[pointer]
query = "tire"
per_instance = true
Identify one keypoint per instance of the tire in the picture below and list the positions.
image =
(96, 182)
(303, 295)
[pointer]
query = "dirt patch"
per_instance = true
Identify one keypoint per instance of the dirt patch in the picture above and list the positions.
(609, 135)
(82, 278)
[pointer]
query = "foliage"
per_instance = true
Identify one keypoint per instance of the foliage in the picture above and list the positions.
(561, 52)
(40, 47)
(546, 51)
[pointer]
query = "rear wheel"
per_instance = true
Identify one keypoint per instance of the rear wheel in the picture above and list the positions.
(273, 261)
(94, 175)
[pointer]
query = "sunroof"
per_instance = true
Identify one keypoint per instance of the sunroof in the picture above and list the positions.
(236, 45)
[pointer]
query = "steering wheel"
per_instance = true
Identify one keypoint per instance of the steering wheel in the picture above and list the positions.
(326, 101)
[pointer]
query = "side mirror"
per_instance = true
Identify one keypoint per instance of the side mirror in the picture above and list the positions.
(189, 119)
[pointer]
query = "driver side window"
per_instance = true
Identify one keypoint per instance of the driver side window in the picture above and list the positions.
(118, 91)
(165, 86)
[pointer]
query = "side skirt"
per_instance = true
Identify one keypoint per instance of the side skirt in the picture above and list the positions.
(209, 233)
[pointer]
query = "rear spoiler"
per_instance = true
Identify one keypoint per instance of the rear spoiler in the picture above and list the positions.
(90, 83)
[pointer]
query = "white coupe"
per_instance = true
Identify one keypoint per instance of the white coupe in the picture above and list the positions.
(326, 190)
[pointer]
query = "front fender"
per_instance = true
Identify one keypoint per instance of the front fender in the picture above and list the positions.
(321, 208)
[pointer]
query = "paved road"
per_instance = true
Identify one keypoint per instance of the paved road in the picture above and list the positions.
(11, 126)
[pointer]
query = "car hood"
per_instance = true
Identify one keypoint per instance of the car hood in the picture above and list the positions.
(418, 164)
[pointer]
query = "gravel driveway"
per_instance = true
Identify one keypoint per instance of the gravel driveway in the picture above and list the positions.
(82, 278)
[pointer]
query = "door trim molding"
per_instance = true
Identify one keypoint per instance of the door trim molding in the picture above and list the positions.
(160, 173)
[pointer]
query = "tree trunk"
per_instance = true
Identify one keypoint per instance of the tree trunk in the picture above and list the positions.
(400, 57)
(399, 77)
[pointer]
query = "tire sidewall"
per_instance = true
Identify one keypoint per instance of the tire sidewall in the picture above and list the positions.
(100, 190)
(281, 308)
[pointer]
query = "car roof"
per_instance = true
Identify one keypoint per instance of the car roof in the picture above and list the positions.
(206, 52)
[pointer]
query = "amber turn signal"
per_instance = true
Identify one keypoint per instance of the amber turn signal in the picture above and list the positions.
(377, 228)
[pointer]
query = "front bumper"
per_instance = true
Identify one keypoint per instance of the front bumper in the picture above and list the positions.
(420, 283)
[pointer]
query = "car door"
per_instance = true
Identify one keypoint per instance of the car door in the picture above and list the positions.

■ Set exercise ■
Type out the material again exactly as presented.

■ Solution to this exercise ■
[pointer]
query = "tire"
per_instance = true
Identify one keypoint per instance of the tire in the picture below and list the positions.
image =
(96, 182)
(303, 295)
[pointer]
query = "dirt patch"
per_instance = true
Identify one keypoint per instance of the dirt patch in the picture above and list the positions.
(609, 135)
(82, 278)
[pointer]
query = "foliage"
per_instance = true
Identify one keypoint per instance of the foliage in the picture above and list the positions.
(561, 52)
(40, 47)
(546, 51)
[pointer]
query = "rear wheel"
per_instance = true
Identify one keypoint per instance of the rear wheel in the picture above and list the positions.
(273, 261)
(94, 175)
[pointer]
query = "sunroof"
per_instance = true
Identify one keypoint per instance of the sunroof in the picture above and list the positions.
(236, 45)
[pointer]
query = "steering wheel"
per_instance = true
Identify one keypoint per instance of the steering wheel in the picture above and list the positions.
(326, 101)
[pointer]
query = "side mirror"
per_instance = true
Identify one keypoint per instance of the side mirror in the picture above and list the positions.
(189, 119)
[pointer]
query = "driver side window"
per_instance = true
Identify one keypoint per instance of the driver side window in the picture above and list the positions.
(118, 91)
(165, 86)
[pointer]
query = "side skirt"
per_instance = true
Identify one keypoint per instance of the side skirt in the picture above and list the positions.
(209, 233)
[pointer]
query = "rear spoiler"
per_instance = true
Identify one keypoint per instance of the rear spoiler in the picture above and list the positions.
(90, 83)
[pointer]
query = "white coupe"
per_instance = true
Identify one keypoint per instance of the white coupe in the picture above and list the positions.
(326, 190)
[pointer]
query = "front fender"
per_instance = true
Identify one keypoint per instance of the front fender in the picture above and list the positions.
(321, 208)
[pointer]
query = "paved road"
per_instance = true
Identify one keypoint per instance of the paved road in the picture above and list the positions.
(11, 126)
[pointer]
query = "car hood"
per_instance = true
Identify one keypoint per instance of the car hood in the picture above and list the positions.
(418, 164)
[pointer]
query = "gravel driveway"
per_instance = true
Identify one keypoint per instance of the gravel driveway in the picture above and list the positions.
(82, 278)
[pointer]
query = "door trim molding"
per_instance = true
Identify one keypoint per instance of the door trim molding in the picture above and list the positions.
(160, 173)
[pointer]
query = "tree trunk"
per_instance = true
Identify one keypoint per instance of the tree trunk in the picture above and list the positions.
(400, 57)
(399, 77)
[pointer]
query = "tire sidewall"
per_instance = true
Identify one keypoint per instance of the tire sidewall in the picture above and list the positions.
(100, 190)
(281, 308)
[pointer]
query = "car roof"
per_instance = true
Identify one keypoint per instance of the car roof in the picture above and list the positions.
(206, 52)
[pointer]
query = "amber turn signal"
per_instance = true
Identify one keypoint per instance of the amber turn signal in the picture above and list the positions.
(377, 228)
[pointer]
query = "front bumper"
per_instance = true
Identify one keypoint per instance of the front bumper in the picture above and list the positions.
(420, 283)
[pointer]
query = "car door"
per_instance = true
Identify one keypoint per instance of the car door in the picture above and list the positions.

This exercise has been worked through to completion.